▸ Materials provided

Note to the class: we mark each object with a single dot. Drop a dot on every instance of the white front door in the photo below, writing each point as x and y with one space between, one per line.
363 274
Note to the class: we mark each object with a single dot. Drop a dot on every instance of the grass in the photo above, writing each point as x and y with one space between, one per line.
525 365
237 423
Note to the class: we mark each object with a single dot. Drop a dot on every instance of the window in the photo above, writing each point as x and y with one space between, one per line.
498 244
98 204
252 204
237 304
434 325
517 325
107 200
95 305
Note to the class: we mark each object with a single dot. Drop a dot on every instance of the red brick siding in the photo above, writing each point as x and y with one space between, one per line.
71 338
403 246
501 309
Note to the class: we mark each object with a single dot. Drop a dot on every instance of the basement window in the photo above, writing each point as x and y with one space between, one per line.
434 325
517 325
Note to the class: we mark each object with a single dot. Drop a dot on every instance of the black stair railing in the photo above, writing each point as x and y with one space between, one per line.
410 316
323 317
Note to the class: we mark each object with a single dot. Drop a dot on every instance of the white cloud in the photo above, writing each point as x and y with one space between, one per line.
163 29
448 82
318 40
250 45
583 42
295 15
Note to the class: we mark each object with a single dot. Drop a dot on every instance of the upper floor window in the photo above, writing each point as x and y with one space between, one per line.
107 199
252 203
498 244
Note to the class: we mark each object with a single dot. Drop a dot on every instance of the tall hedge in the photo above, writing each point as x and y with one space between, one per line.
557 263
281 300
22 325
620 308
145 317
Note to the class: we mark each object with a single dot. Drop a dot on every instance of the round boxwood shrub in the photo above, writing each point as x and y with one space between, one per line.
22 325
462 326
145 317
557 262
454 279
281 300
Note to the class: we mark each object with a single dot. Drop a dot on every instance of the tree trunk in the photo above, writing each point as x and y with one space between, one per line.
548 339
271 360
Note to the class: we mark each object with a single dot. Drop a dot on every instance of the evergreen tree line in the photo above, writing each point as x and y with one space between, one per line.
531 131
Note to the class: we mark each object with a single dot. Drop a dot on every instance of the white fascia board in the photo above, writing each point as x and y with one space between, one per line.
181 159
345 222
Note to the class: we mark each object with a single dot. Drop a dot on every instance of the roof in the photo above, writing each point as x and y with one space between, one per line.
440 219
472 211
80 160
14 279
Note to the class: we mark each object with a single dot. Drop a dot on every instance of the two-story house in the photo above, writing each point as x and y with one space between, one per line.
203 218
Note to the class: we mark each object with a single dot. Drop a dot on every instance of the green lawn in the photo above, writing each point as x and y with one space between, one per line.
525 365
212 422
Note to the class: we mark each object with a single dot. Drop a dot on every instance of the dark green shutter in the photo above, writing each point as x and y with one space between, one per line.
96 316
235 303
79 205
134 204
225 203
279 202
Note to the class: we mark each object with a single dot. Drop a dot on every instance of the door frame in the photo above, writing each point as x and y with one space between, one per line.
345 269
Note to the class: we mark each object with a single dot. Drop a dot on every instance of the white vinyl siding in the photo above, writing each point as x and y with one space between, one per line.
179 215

▸ Exercise requirements
Word for word, write out the data.

▸ Completed task
Note to the class: we mark each object with a single dot. Drop a dot on every instance of the white front door in the photo below, writing each point as x and y with one space between, one per line.
363 274
Note to the class: we mark each object with a single dot. Drop a dot on every instance of the grass in the photo above, writing each point as x and y with one space between, one per line.
525 365
237 423
Note to the class: we mark each object with a single dot. Drop a dot on every instance of the window in the photo above, writing each point as x and y with one space between, one per line.
498 244
98 204
252 204
237 304
434 325
517 325
107 200
95 305
Note to the class: we mark each object with a single dot. Drop a dot on every instance of the red brick siding in the photo above, writing each point as x and y with one space between, one per line.
71 338
403 246
501 309
Note to the class: we mark each object with a single dot. Drop a dot on every instance of the basement window in the photo above, writing each point as x and y with one space between, one per line.
434 325
517 325
Note to the class: we mark each object with a single dot. Drop a dot on every instance of the black stair railing in the photo above, writing each point as x and y with one space between, one per line.
410 316
323 317
Note to the class: we mark each object with a single dot. Drop a dot on every instance of the white cloud in the photo above, writing each point as x and y with one space between, one per line.
163 29
448 82
318 40
250 45
583 42
295 15
Note to the class: we mark each object with a single dot. Drop a dot on every instance of the upper floor window in the photo above, writing each point as x and y with one space between, one per line.
107 199
252 203
498 244
Note to the class: we mark each object with a single dot. Drop a dot on every instance of the tall hedge in the photo above, writing each point as x and y with one space between, one per line.
557 263
281 300
22 325
620 308
145 317
Note to the class: we mark each object with a single dot. Drop a dot on every instance of the round boxwood shrub in the photo above, writing each point as x and y with one space between, one per line.
22 325
462 326
145 317
557 262
454 279
281 300
Note to the class: we mark each object with a single dot. Drop a dot on every instance of the tree trunk in the photo above, writing each point as x and y with one space between, one per line.
548 339
271 360
Note to the class: we mark each object with a single dot. Drop a dot on every instance of the evergreen tree line in the photo above, writing each point as x and y with one space between, one per line.
531 131
Note to the class: we mark each object with a single dot. Drop a dot on every instance of the white fascia board in the photo above, writing each point as x and y with one space between, one per line.
181 159
345 222
Note to the class: we mark each object with a single dot. Drop a dot on every instance of the roof in the photo above, writing each point as x and y with one space between, one per line.
440 219
472 211
80 160
14 279
Note to the class: we mark each object with a single dot. Drop a dot on every instance of the two-story house in the photo above, writing each point as x and y with one space between, one per line.
203 218
Note to the class: we mark each object with a single dot. Drop a dot on every instance of the green lawn in the photo above, writing each point as x and y with one space between, one per line.
525 365
212 422
Note to the class: we mark each object with a single dot. Drop a dot on every instance of the dark green shutter in the photo above, writing each point as x and y with one space between, one per line.
96 316
235 303
79 205
134 204
225 203
279 202
Note to the class: we mark each object with a single dot. Drop a dot on every instance of the door frame in the photo above, writing each point as x and y with one space between, one per line.
345 269
Note to the class: we mark each object with a single dot. Drop a dot on every instance of the white vinyl siding in the photo above, writing each point as x and y with one space between, one per line.
179 215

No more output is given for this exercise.